- [ИСХОДНЫЙ ТЕКСТ]
^^^^^^^^

Вера и фантазия - формы доистинностного, иррационального познания. Фантазия есть оборотная сторона монеты религиозного чувства, языческие ритуалы и культы, сочетающие в себе шаманическую практику растождествления себя с профанным, имманентным (выхождение из мира действительного в мир мыслимого, но не всякого, а продиктованного той культурой, в которой находится индивид, вводящего его в религиозный экстаз) с эзотерическим проникновением в глубинный смысл метафизических категорий, проистекающую из репрезентации наблюдаемых в эмпирической реальности закономерностей в мире духов. Кстати говоря, именно репрезентация есть ключевое понятие культуры, раскрывающее её суть: сопоставление мифа, то есть объекта веры, и реальности - объекта знания.
У Ницше читаем:
Итак, мы понимаем, по учению Шопенгауэра, музыку как непосредственный язык воли и чувствуем потребность воссоздать нашей возбуждённой фантазией и воплотить в аналогичном примере этот говорящий нам, незримый и всё же столь полный жизни и движения мир духов. С другой стороны, образ и понятие получают, под воздействием действительно соответствующей им музыки, некоторую повышенную значительность. Таким образом, дионисическое искусство действует обычно на аполлонический художественный дар двояко: музыка побуждает к символическому созерцанию дионисической всеобщности, музыка затем придаёт этому символическому образу высшую значительность. Из этих самопонятных и не ускользающих от более глубокого наблюдения фактов я заключаю о способности музыки порождать миф, т. е. значительнейший пример, и именно трагический миф: миф, вещающий в подобиях о дионисическом познании. На феномене лирика я представил, как музыка борется в душе лирика, стремясь выразить свою сущность в аполлонических образах; и если мы допускаем, что музыка в её высшем подъёме должна стремиться дать и своё высшее воплощение в образах, то мы вынуждены признать возможным и то, что она сумела найти и для коренной своей дионисической мудрости символическое выражение; и где же нам искать этого выражения, как не в трагедии и понятии трагического вообще?
Таким образом, констатируя, что он также видит эту двойственность в выражении дионисийского через аполлоническое.
Вера и воля
Метафизической эпохой назвали мы такую, в которой возникает архетип deus otiosus, и в которой природа начинает выступать не сама по себе, но как тайный принцип перемен. Это, почти безо всякого сомнения можно говорить, связано с переходом от охоты и собирательства к земледелию и скотоводству - с неолетической революцией. Теперь окружающие нас перемены происходят не сами по себе, как сами по себе мы можем дотронуться до собственного носа или колена, но подчиняются неким скрытым силам и правилам.

^^^^^^^^

- [ПОСТАВЛЕННАЯ ЗАДАЧА 1] Выберите все строки записей, где встречается слово «cloud». Регистр букв имеет значение.
- [ПОСТАВЛЕННАЯ ЗАДАЧА 2] Допишите продолжение текста о вере, фантазии и воле, начиная сразу после его последнего предложения.

Фрагмент файла данных:
^^^^^^^^

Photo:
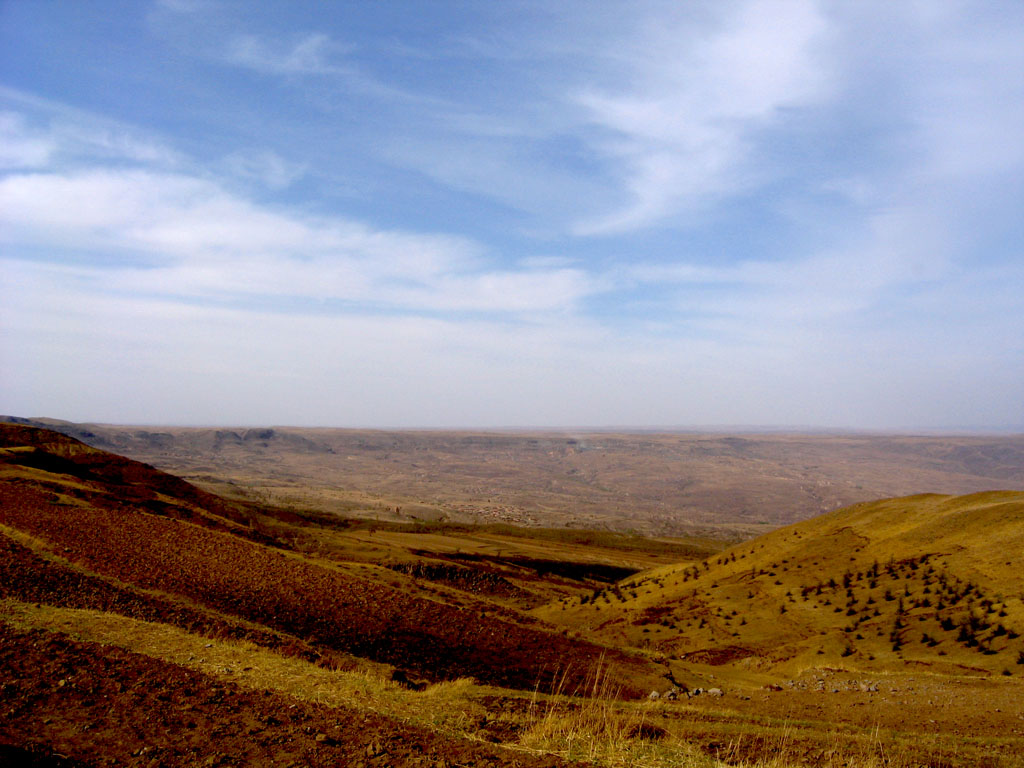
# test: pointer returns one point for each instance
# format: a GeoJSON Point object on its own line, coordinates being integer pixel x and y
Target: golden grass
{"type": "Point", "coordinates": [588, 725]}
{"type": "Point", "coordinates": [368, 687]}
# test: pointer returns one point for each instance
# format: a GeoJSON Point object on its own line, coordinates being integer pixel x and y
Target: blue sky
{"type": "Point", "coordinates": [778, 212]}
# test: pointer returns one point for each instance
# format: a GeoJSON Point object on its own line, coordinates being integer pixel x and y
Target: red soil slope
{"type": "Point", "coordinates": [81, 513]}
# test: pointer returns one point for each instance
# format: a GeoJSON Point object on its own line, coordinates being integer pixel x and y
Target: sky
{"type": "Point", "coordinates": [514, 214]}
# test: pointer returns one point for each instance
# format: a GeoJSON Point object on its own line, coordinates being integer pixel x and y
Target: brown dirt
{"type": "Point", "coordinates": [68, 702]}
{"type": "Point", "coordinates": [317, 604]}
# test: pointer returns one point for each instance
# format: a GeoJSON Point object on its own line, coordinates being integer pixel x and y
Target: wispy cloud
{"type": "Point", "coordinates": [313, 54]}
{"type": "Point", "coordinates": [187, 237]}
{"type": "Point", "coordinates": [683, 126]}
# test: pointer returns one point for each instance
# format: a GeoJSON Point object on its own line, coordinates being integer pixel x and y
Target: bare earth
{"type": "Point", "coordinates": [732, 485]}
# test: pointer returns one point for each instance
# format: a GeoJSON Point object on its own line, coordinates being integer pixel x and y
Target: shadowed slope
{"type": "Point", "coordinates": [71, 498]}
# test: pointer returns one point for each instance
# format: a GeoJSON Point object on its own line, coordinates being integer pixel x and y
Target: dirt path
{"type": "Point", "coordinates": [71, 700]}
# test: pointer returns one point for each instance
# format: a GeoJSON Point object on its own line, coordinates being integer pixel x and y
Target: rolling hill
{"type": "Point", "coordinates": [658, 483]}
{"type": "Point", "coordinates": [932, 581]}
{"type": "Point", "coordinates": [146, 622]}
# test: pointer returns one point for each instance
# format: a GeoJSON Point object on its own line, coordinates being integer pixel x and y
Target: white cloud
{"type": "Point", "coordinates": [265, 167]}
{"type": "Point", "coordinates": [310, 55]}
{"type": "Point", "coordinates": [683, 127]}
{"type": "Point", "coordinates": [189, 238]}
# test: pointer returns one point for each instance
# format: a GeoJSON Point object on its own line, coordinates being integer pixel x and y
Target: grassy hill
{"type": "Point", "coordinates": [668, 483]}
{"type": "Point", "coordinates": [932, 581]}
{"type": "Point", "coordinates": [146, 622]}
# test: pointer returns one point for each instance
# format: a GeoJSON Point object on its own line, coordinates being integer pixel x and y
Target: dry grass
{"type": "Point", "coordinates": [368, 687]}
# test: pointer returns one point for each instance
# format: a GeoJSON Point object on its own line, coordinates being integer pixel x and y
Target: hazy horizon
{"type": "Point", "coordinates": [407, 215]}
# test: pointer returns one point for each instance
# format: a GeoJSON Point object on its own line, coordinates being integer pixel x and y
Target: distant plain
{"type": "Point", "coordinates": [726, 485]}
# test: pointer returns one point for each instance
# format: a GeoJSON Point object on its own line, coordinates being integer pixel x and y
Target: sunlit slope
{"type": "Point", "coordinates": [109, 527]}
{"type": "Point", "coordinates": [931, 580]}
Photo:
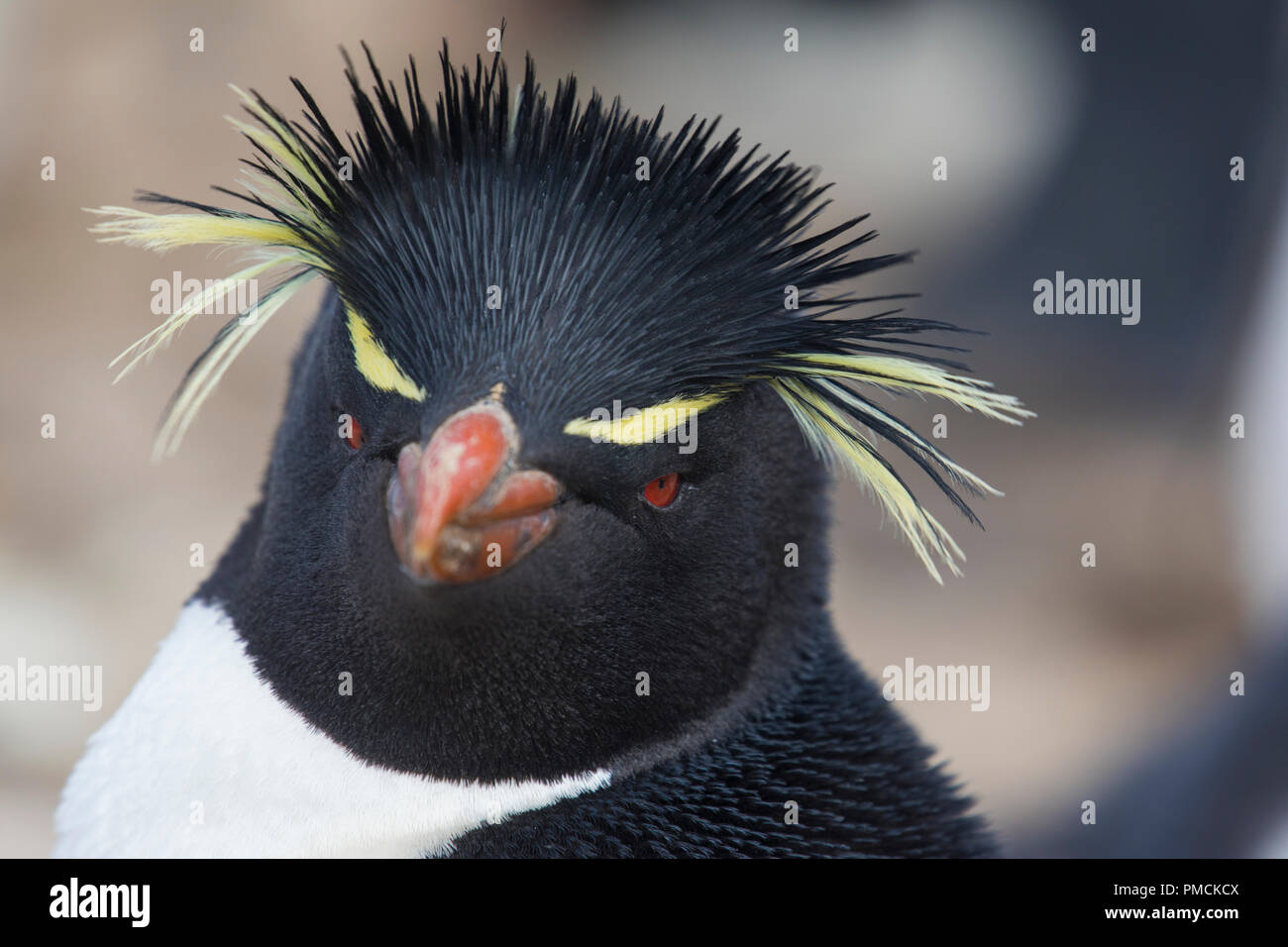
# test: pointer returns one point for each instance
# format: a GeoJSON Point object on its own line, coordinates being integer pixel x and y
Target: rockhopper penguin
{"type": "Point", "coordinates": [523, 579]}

^^^^^^^^

- [ОЖИДАЕМЫЙ ОТВЕТ 1]
Target: wispy cloud
Target: white cloud

- [ОЖИДАЕМЫЙ ОТВЕТ 2]
В качестве дионисийского начала, выражающего скрытую связь с подлинной реальностью, то есть Логосом, выступает мифология, постигнутая эзотерическим путём посредством экзальтации (по всей видимости, чем-то вроде дофаминового шторма), то есть гнозиса. Сходную с Ницшеанской идею предрационального гнозиса выдвигал философ позитивист Люсьен Леви-Брюль:
Исключительные достоинства некоторых изделий или методов первобытных людей, которые столь контрастируют с грубостью и рудиментарным характером остальной части их культуры, не являются плодом ни размышления, ни рассуждения. Если бы дело обстояло таким образом, то мы не констатировали бы таких несоответствий, а это универсальное орудие не раз сослужило бы им такую же службу. Руку туземца направляет что-то вроде интуиции, а она, в свою очередь, руководствуется тщательным наблюдением за теми предметами, которые представляют для него особенный интерес. Этого достаточно, чтобы продвинуться далеко вперед.
В основе мышления первобытного человека, таким образом, лежит дологическое, интуитивное понимание целесообразности поступка. Это есть квинтэссенция не только магического мышления древности, но и веры как таковой. Уже после неолитической революции мы наблюдаем такие характерные черты трансформации культуры, как сакрализация годичного цикла, царской власти и ремёсел.

Социальная эволюция, как полагает Лесли Уайт, должна продолжать энергетическую эволюцию, красной нитью пронизывающую историю вселенной. Технология, то есть прежде всего совокупность практик, направленных на рост эксплуатируемой энергии, тем самым на снижение энтропии, является фактором, обуславливающим ограничение развития культуры. Посредником в этой эволюции становятся верования, так как они сообщают субъектам ту функцию в социальной системе, которая способствует их воспроизведению:
Идеологические, или философские, системы представляют собой организацию верований, интерпретирующих людской опыт. Но и сам опыт и его интерпретация в значительной степени обусловлены технологией. Каждому типу технологии соответствует некий тип философии. Если в системе опыта решающая роль отводится coup de poing, то и интерпретация получится соответствующая. И тогда вполне можно говорить о философии и о технологии coup de poing. Скотоводческая, земледельческая, металлургическая, индустриальная, милитаризованная технологии – каждая найдет соответствующее выражение в философии. Один тип технологии найдет выражение в философии тотемизма, другой – в астрологии или в квантовой механике.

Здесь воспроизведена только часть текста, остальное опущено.